Input data –
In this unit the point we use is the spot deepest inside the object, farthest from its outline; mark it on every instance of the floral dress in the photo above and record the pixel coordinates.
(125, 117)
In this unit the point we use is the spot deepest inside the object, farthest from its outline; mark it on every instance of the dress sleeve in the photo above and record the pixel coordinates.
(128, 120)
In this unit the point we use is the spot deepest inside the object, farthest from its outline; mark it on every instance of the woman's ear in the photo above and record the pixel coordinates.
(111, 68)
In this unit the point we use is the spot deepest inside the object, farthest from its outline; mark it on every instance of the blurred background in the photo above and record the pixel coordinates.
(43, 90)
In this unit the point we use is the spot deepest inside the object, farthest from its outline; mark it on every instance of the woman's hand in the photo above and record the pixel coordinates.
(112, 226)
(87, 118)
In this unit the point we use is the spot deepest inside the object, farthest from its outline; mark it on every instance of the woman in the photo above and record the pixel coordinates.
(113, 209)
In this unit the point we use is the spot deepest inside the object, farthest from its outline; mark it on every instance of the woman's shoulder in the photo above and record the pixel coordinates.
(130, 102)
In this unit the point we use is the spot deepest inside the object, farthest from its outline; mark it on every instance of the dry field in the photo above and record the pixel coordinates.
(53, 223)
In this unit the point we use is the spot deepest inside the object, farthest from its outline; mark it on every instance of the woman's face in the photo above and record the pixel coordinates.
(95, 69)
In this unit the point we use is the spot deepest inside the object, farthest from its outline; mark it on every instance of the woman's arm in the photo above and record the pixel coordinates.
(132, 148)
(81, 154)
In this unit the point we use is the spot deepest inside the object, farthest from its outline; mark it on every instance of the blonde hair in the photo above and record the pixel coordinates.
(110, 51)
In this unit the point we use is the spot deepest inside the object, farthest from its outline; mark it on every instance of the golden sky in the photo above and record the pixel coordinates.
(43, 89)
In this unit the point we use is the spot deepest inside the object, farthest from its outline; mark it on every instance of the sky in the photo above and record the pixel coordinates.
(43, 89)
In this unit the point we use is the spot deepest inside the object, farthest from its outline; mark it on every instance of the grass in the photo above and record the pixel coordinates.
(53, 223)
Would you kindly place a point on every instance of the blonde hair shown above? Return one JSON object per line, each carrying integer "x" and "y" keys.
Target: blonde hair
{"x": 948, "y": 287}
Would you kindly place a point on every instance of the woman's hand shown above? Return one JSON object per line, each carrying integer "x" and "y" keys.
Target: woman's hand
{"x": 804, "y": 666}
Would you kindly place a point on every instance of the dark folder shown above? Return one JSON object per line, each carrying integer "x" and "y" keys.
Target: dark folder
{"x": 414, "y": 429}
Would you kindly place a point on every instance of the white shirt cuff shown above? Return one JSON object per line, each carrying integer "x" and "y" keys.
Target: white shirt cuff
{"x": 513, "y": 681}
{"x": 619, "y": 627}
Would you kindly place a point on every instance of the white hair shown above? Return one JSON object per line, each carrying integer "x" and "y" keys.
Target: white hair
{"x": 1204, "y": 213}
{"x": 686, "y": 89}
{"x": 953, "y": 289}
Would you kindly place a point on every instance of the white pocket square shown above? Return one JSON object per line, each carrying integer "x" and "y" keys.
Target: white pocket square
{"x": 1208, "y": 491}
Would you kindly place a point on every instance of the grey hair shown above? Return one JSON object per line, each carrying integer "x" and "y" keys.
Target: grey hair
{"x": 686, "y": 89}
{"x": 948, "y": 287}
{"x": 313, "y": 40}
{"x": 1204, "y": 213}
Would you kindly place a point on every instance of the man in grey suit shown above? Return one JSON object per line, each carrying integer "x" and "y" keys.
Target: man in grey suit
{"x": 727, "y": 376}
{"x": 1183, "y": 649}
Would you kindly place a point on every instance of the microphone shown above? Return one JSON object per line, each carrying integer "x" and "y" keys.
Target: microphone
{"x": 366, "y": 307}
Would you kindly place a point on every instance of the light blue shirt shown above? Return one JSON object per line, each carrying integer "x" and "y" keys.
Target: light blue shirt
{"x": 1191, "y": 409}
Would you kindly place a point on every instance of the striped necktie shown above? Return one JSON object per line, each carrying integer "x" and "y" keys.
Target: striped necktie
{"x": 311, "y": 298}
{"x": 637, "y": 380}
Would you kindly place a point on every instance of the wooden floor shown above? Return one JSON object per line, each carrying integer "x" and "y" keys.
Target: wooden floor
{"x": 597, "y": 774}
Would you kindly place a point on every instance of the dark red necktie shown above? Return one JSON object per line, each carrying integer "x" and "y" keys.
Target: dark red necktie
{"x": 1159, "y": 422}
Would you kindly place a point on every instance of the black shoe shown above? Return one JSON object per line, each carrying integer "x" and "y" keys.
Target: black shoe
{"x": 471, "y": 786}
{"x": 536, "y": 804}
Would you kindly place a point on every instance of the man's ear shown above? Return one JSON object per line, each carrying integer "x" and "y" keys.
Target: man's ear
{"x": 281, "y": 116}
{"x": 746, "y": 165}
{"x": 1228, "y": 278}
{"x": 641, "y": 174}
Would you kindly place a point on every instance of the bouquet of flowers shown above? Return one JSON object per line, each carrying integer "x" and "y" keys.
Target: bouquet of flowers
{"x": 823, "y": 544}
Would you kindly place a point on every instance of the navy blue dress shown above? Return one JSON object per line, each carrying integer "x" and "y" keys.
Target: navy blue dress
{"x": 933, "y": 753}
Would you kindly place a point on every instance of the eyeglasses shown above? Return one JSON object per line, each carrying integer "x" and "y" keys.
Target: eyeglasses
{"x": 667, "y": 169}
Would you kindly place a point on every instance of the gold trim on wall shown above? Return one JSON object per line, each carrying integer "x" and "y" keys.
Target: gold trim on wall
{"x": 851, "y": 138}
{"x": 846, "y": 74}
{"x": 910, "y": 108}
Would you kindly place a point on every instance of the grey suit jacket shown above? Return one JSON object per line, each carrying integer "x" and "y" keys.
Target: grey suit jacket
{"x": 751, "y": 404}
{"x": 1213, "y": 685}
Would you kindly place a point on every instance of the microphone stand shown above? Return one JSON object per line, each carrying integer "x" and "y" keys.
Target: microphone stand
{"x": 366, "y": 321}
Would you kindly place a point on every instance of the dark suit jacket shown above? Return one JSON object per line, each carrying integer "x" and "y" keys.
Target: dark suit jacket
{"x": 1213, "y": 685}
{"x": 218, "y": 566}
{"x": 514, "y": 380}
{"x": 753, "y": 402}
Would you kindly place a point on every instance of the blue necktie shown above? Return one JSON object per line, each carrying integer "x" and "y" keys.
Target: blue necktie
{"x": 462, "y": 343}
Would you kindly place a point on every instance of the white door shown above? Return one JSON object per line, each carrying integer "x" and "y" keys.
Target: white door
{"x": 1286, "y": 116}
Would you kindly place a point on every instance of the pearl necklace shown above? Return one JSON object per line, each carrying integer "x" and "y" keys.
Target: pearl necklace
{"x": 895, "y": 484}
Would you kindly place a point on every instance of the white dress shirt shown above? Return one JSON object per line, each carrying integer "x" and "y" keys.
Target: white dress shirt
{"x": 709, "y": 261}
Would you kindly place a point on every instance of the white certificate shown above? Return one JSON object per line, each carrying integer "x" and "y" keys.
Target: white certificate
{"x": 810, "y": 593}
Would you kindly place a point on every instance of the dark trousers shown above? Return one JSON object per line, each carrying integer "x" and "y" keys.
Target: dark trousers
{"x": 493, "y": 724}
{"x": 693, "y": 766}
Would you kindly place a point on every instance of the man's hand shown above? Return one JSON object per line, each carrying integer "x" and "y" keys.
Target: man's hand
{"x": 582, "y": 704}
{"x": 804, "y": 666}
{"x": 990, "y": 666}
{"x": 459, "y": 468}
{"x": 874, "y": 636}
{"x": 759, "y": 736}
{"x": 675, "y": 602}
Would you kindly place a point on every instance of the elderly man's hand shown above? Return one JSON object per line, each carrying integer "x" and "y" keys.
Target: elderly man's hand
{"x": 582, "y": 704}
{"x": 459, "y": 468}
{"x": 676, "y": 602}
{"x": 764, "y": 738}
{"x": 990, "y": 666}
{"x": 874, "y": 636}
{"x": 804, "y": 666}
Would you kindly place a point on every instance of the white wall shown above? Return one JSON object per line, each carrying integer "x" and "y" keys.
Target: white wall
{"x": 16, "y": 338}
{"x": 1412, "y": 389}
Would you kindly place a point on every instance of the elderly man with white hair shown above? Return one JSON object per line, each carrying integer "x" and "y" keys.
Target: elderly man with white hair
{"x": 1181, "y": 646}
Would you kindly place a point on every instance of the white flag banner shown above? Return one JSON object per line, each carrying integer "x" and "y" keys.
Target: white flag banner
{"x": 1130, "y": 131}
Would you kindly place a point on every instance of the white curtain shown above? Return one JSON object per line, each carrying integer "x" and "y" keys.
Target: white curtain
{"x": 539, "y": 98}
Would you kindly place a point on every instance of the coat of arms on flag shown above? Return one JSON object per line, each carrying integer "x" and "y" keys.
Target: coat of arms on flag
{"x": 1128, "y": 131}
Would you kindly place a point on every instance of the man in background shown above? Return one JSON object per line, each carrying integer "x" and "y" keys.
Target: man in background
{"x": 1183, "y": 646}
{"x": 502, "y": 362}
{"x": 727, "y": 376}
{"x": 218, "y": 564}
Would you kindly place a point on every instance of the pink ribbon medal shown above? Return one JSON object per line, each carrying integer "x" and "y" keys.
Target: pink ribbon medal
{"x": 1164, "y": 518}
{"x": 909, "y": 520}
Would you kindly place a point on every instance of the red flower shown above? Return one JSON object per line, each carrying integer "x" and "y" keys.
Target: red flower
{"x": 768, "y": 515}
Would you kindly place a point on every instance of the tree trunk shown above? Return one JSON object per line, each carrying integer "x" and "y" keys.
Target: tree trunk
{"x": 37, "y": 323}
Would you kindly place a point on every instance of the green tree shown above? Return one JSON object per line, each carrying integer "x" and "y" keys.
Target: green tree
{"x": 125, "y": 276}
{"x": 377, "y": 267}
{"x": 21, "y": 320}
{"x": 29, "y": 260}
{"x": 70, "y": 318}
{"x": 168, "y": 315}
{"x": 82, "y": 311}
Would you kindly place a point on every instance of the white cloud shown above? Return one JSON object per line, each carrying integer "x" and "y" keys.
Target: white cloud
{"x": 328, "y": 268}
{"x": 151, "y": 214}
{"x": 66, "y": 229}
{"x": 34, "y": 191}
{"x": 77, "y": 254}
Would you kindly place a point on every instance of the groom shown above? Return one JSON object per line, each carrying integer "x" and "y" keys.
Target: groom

Activity – Among the entries above, copy exactly only the lines starting with the one containing "Target: white door" and going through the one containing "the white flag", both ends included.

Task response –
Target: white door
{"x": 1286, "y": 116}
Would you kindly place a point on every instance of the pearl necklace shown above? Return one JSON object per line, each carrying integer "x" and "y" keys.
Target: pearl necklace
{"x": 895, "y": 484}
Would you kindly place a point on every instance of the white dress shirt shown above? Return one JSON object per line, each carrying integer "x" and "y" keys.
Target: white dress shirt
{"x": 709, "y": 261}
Would you kindly place a point on every instance of the white certificate shown above? Return one JSON object per line, each carrying integer "x" and "y" keys.
Target: white certificate
{"x": 810, "y": 593}
Would you kindly place a point on every instance of the dark trousers shown above? Return one JSON object per line, each carrying integer "x" and "y" keys.
Target: dark trousers
{"x": 493, "y": 724}
{"x": 693, "y": 766}
Would you kindly place a point on every instance of the man's hand shown above? Return one JSON object per line, each carrying integer "x" and "y" keys.
Target: man's hand
{"x": 582, "y": 704}
{"x": 804, "y": 666}
{"x": 990, "y": 666}
{"x": 459, "y": 468}
{"x": 874, "y": 636}
{"x": 759, "y": 736}
{"x": 675, "y": 602}
Would you kindly place a point on every instance of the elderly man's hand shown above? Return one JSON object per line, each carrying integer "x" and "y" keys.
Target: elderly man's hand
{"x": 582, "y": 704}
{"x": 459, "y": 468}
{"x": 676, "y": 602}
{"x": 764, "y": 738}
{"x": 990, "y": 666}
{"x": 874, "y": 636}
{"x": 804, "y": 666}
Would you kindly place a point on every instance of the white wall shown above? Return one JSON object per line, each carrying integer "x" and "y" keys.
Target: white wall
{"x": 16, "y": 338}
{"x": 1412, "y": 389}
Would you kindly place a point on every instance of the elderly man with white hair shown above? Return one JSON object per line, each carrying integer "x" and "y" keys.
Target: elderly man with white hair
{"x": 1181, "y": 646}
Would you kindly place a point on every instance of the white flag banner shown above? Return one JSON object per line, each carrying integer "x" and "y" keys.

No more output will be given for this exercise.